→ Verilen Metin
Hem bu nasıl bir şeyse içinde efkâr da vardı, mizah da. Okulda okutulan divan şiirine
zerre benzemiyordu.
O
günden sonra okul kütüphanesindeki son
dolabın abonesi olmuştum. Tüm camlı bölümler açıkken o dolabın kilidi vardı. Kütüphane
görevlisi başlarda epeyce yadırgamıştı. Ne zaman dolabın anahtarını istesem, “Ama
o dolapta şiirden başka bir şey yok,” diyordu. O sene o dolaptaki tüm şiir
kitaplarını okudum. Sadece okumakla kalmıyor ilgili olan bir iki arkadaşıma da
telkinlerde bulunuyordum. Ama derslerin zorluğu, üniversite sınavı gibi pek çok
şeyden ötürü çok fazla insanı ikna edemedim.
Üniversite için İstanbul’a geldiğimde
okulda faaliyet gösteren kulüpler arasında Yayın Kulübü de vardı. Hiç düşünmeden
üye oldum. Hâlâ devam eden dostluklar kurdum orada. Hem okumanın yanında ufak
tefek şiirler karalıyor, mahlas kullanarak kimini yayımlama cesareti bile
buluyordum. Sonra birkaç dergide kendi ismimle de şiir yayımladım. Bir iki düzyazı
denemem olsa bile şiir her şeyden önceydi. Bu durum okul bitene kadar devam
etti. Bir dönem edebiyat dergilerini takip etsem bile zamanla o heveste söndü.
Okulu bitirip iş hayatına başladığımda ne şiirle ne de edebiyatla bağım kalmıştı.

→ Yazılı Görevler
**a.** Şiir sevgisini anlatan metni baştan sona hiçbir harfini değiştirmeden yeniden yazın.
**b.** Kayıtlarda "Presence check: is there any rusty" ifadesini içeren satırdan başlayıp "[0,711,790,858]" ifadesini içeren satırda biten bölümü, "dirt road" ifadesini "gravel road" ile değiştirerek yeniden yazın. Geri kalan her şey aynen kalsın.

→ Kayıt Listesi
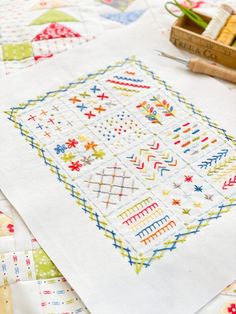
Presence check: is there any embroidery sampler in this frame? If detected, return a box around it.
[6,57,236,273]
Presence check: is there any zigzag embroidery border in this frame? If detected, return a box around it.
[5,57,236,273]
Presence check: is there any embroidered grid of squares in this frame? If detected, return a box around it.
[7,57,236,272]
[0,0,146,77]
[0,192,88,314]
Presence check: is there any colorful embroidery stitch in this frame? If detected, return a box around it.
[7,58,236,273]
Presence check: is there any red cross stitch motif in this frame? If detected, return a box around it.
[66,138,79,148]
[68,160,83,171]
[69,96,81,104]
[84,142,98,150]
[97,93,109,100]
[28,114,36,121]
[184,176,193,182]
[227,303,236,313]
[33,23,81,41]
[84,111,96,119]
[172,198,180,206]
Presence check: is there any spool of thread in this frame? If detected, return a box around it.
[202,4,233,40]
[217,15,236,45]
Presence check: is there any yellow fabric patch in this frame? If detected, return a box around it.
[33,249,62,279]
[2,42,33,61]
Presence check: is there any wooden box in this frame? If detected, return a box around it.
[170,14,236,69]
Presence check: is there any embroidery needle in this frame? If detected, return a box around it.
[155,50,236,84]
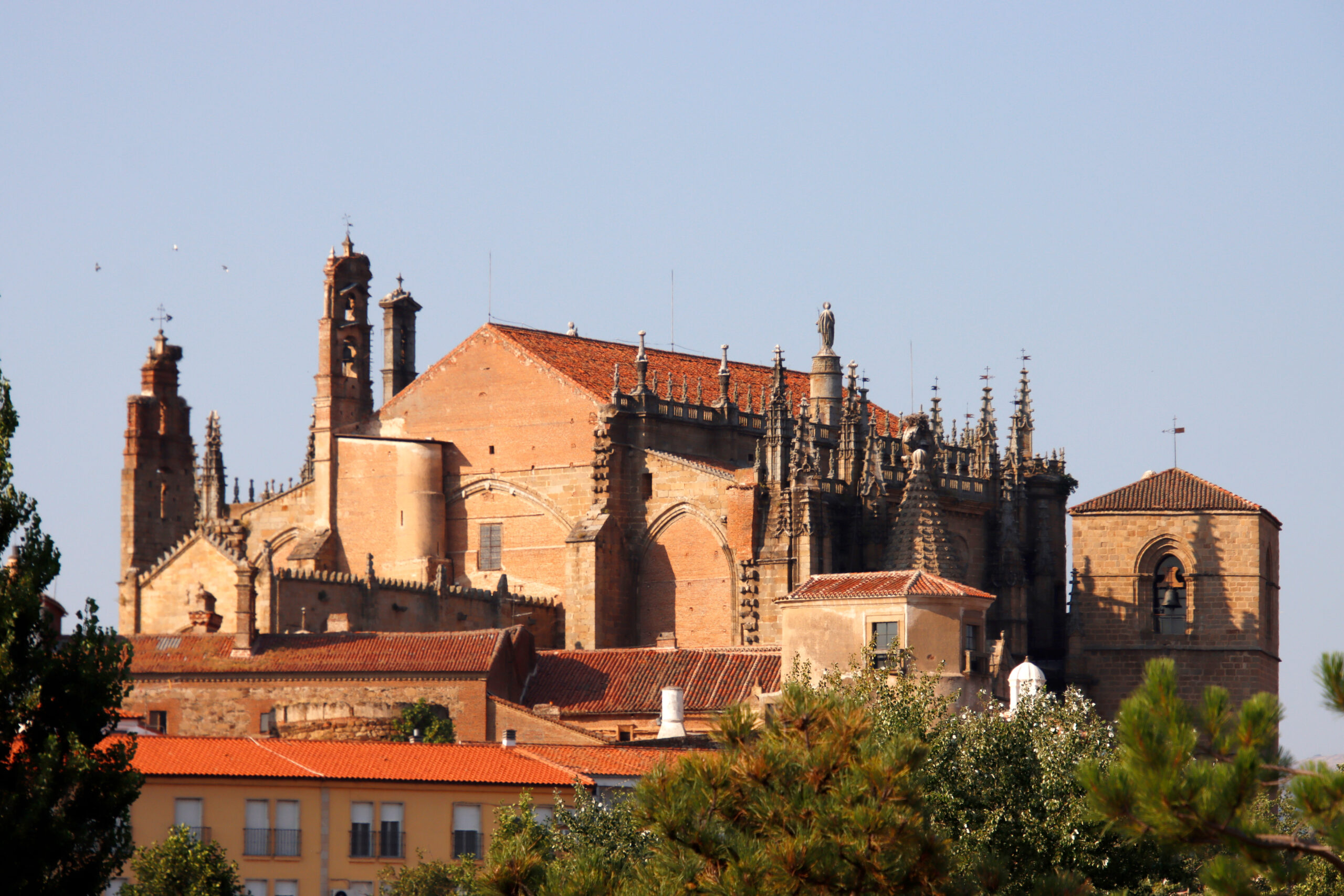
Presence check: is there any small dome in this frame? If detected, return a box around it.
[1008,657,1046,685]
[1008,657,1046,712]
--
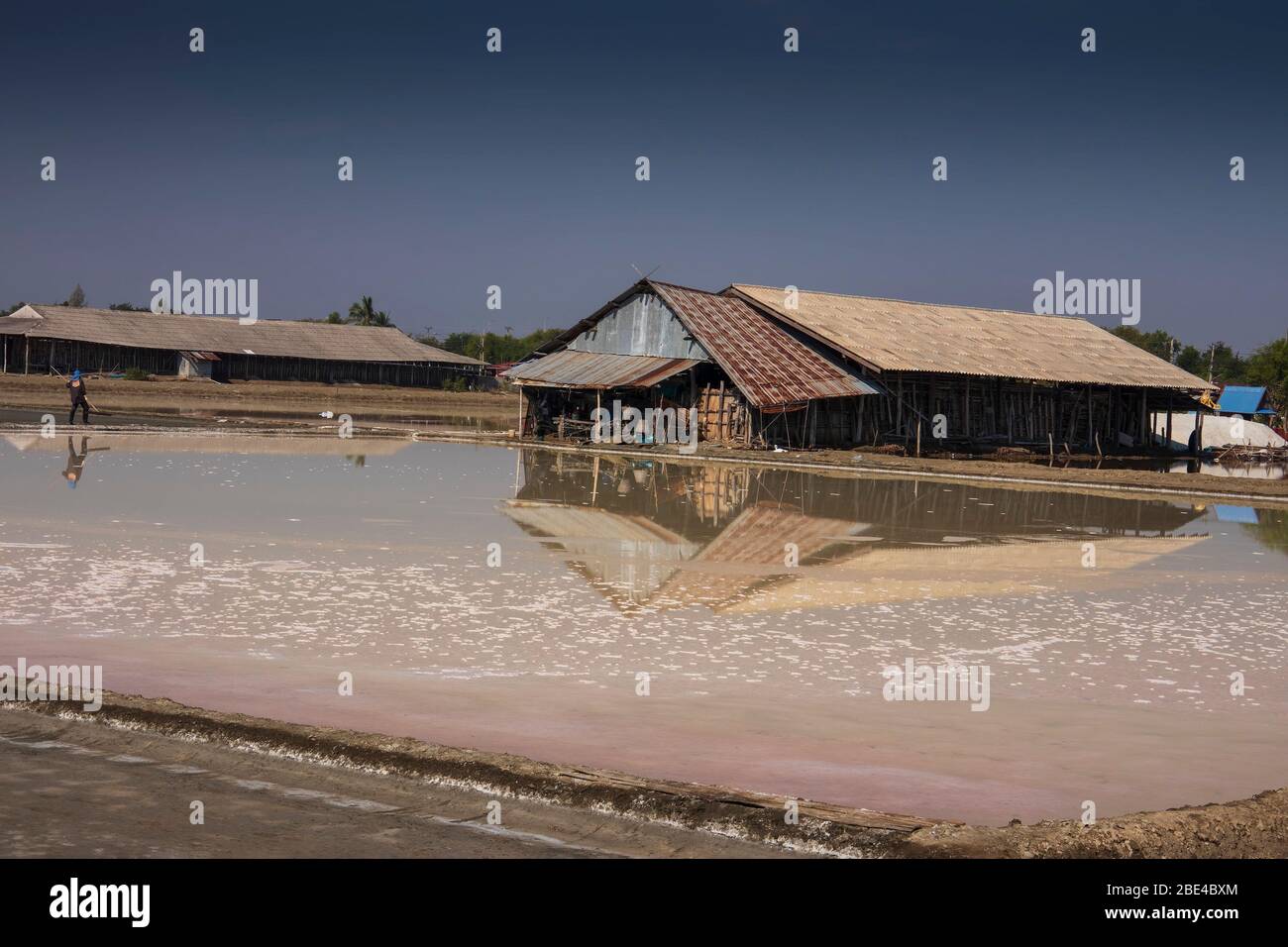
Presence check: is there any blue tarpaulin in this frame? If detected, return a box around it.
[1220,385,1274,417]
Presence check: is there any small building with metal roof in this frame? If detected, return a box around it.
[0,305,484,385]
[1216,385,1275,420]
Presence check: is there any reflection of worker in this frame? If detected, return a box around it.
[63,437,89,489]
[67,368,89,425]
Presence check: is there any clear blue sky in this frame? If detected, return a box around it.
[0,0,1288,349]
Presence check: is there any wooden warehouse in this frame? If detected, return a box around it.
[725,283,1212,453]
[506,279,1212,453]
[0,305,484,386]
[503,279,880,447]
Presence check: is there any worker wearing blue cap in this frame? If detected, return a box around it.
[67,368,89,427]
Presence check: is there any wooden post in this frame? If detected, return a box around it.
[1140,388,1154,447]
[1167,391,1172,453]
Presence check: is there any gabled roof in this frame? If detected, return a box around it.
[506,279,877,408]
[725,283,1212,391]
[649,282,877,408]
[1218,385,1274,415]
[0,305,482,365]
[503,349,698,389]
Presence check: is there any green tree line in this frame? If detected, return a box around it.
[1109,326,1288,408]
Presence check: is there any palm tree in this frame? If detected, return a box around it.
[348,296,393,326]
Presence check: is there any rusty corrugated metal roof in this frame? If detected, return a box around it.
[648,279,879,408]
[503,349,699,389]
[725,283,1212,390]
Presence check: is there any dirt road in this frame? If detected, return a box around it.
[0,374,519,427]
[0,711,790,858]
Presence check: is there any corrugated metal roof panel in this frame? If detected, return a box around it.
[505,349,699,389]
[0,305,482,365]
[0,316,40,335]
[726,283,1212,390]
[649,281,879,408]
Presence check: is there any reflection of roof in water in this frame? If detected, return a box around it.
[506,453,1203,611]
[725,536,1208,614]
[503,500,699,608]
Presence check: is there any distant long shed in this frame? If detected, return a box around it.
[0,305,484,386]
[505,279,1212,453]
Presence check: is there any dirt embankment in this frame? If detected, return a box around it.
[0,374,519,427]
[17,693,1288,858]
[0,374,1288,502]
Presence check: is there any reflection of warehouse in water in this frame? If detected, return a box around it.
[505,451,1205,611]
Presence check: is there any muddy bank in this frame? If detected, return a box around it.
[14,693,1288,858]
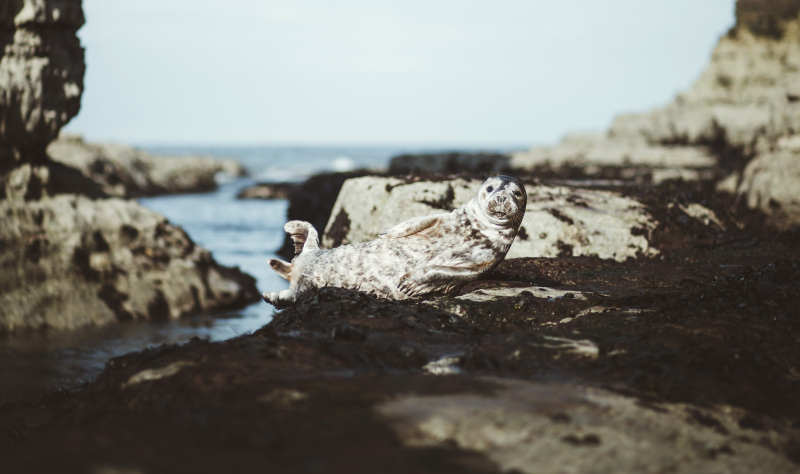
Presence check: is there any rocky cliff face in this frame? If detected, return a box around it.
==
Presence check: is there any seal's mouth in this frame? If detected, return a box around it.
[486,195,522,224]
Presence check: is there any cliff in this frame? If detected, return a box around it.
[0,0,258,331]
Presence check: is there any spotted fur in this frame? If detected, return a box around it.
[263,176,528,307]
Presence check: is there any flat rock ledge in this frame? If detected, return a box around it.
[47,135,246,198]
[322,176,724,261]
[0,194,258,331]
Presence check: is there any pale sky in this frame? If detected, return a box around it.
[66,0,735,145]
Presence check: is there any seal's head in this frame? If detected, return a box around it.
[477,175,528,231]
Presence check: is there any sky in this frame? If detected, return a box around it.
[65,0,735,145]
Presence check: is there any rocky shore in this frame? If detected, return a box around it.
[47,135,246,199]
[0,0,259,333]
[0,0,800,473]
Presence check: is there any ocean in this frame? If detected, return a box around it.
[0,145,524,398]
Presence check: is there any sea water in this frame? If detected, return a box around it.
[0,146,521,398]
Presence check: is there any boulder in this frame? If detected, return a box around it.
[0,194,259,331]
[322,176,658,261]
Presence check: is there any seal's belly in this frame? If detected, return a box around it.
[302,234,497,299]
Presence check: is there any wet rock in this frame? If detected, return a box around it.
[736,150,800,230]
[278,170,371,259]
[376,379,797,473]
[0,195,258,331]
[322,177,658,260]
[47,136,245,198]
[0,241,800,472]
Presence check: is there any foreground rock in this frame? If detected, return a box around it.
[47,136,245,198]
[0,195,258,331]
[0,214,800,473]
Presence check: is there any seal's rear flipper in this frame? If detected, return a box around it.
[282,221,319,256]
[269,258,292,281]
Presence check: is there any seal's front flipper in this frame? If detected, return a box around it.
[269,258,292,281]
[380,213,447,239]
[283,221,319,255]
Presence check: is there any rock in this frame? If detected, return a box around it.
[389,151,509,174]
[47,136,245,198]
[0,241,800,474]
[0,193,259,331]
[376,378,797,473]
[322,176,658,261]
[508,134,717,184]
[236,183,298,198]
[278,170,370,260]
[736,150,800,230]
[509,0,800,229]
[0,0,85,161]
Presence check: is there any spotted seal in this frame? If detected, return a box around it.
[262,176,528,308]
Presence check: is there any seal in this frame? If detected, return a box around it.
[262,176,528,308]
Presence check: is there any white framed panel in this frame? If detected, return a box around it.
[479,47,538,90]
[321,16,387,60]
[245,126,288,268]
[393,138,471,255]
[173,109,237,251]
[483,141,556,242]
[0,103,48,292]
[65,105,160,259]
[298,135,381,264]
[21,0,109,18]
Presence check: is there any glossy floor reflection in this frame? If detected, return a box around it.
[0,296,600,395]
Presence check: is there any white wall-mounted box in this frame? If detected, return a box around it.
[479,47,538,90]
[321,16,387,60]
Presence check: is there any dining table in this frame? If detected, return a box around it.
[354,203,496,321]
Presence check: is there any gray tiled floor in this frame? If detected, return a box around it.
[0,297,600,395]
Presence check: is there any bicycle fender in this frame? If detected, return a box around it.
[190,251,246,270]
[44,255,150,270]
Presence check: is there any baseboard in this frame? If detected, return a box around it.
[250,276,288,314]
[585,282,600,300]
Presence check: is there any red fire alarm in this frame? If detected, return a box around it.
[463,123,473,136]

→ Çözülmüş Görevler
**a.**
Hem bu nasıl bir şeyse içinde efkâr da vardı, mizah da. Okulda okutulan divan şiirine
zerre benzemiyordu.
O
günden sonra okul kütüphanesindeki son
dolabın abonesi olmuştum. Tüm camlı bölümler açıkken o dolabın kilidi vardı. Kütüphane
görevlisi başlarda epeyce yadırgamıştı. Ne zaman dolabın anahtarını istesem, “Ama
o dolapta şiirden başka bir şey yok,” diyordu. O sene o dolaptaki tüm şiir
kitaplarını okudum. Sadece okumakla kalmıyor ilgili olan bir iki arkadaşıma da
telkinlerde bulunuyordum. Ama derslerin zorluğu, üniversite sınavı gibi pek çok
şeyden ötürü çok fazla insanı ikna edemedim.
Üniversite için İstanbul’a geldiğimde
okulda faaliyet gösteren kulüpler arasında Yayın Kulübü de vardı. Hiç düşünmeden
üye oldum. Hâlâ devam eden dostluklar kurdum orada. Hem okumanın yanında ufak
tefek şiirler karalıyor, mahlas kullanarak kimini yayımlama cesareti bile
buluyordum. Sonra birkaç dergide kendi ismimle de şiir yayımladım. Bir iki düzyazı
denemem olsa bile şiir her şeyden önceydi. Bu durum okul bitene kadar devam
etti. Bir dönem edebiyat dergilerini takip etsem bile zamanla o heveste söndü.
Okulu bitirip iş hayatına başladığımda ne şiirle ne de edebiyatla bağım kalmıştı.

**b.**
Presence check: is there any rusty corrugated metal roof in this frame? If detected, return a box around it.
[648,279,879,408]
[503,349,699,389]
[725,283,1212,390]
Presence check: is there any gravel road in this frame? If detected, return a box around it.
[0,374,519,427]
[0,711,790,858]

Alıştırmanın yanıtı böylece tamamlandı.